>> begin Passage given
Vector calc, gradient vector fields

calculusisrad

1. The problem statement, all variables and given/known data
Is F = (2ye^x)i + x(sin2y)j + 18k a gradient vector field?



3. The attempt at a solution

Yeah I just don't know...I started to find some partial derivatives but I really don't know what to do here. Please help!

tiny-tim

hi calculusisrad!

(try using the X² button just above the Reply box )

learn: div(curl) = 0, curl(grad) = 0

does that help?

HallsofIvy

For any g(x,y), [itex]\nabla g= \partial g/\partial x\vec{i}+ \partial g/\partial y\vec{j}+ \partial g/\partial z\vec{k}[/itex].

So is there a function g such that
[tex]\frac{\partial g}{\partial x}= 2ye^x[/tex]
[tex]\frac{\partial g}{\partial z}= 18[/tex]
and
[tex]\frac{\partial g}{\partial y}= x sin(2y)[/tex]?


One way to answer that is to try to find g by finding anti-derivatives. Another is to use the fact that as long as the derivatives are continuous (which is the case here), the mixed second derivatives are equal:
[tex]\frac{\partial}{\partial x}\left(\frac{\partial g}{\partial y}\right)= \frac{\partial}{\partial y}\left(\frac{\partial g}{\partial x}\right)[/tex]
Is
[tex]\frac{\partial x sin(2y)}{\partial x}= \frac{\partial 2ye^x}{\partial y}[/tex]?
etc.

calculusisrad

Thank you soo much :)
I am still confused, though. So if I can prove that dg/dxy = dg/dyx and dg/dxz = dg/dzx and dg/dyz = dg/dzy , I will have proved that F is a gradient vector field, correct???

I found that dg/dxy = sin2y, and d/dyx = 2e^x. Since they are not equal, that means that F is not a gradient vector field?

Thanks

tiny-tim

hi calculusisrad!

(have a curly d: ∂ and try using the X² and X₂ buttons just above the Reply box )
(your notation is terrible , but …) yes

this is because you're actually proving that curlF = 0,

and if F is a gradient, then F = ∇φ, and so curlF = (curl∇)φ = 0
yup
>> end Passage given
■ Task requirements:
In the forum thread on gradient vector fields, which two identities does tiny-tim first tell calculusisrad to learn?
>> begin Data shown
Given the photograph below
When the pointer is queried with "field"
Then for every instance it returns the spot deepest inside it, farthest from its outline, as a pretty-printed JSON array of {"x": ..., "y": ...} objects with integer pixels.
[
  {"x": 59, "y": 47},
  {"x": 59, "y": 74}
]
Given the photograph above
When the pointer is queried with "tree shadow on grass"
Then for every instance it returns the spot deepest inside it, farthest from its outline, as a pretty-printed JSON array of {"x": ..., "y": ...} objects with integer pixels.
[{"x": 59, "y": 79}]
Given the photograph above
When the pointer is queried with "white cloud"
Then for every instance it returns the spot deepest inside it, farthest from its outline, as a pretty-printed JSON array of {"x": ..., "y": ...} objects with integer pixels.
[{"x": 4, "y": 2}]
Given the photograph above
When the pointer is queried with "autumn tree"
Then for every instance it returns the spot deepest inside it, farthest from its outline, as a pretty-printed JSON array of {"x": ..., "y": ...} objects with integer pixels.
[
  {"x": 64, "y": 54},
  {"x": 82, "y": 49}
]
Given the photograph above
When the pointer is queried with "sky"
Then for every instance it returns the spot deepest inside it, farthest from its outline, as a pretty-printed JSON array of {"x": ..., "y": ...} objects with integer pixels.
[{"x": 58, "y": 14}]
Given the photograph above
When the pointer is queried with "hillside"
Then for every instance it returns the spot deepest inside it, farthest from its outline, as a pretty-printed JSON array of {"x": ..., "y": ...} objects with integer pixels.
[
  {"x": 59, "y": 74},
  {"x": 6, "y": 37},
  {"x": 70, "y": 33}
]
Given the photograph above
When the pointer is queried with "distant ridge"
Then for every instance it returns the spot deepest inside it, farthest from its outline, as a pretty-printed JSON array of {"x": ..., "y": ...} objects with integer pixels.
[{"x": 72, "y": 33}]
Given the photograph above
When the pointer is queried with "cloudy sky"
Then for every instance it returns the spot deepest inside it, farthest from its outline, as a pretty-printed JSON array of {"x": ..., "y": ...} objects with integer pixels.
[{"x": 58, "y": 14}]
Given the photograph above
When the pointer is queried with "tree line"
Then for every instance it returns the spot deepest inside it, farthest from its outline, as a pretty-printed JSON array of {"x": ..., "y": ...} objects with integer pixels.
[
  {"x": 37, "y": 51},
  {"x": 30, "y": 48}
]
>> end Data shown
■ Solution:
div(curl) = 0 and curl(grad) = 0.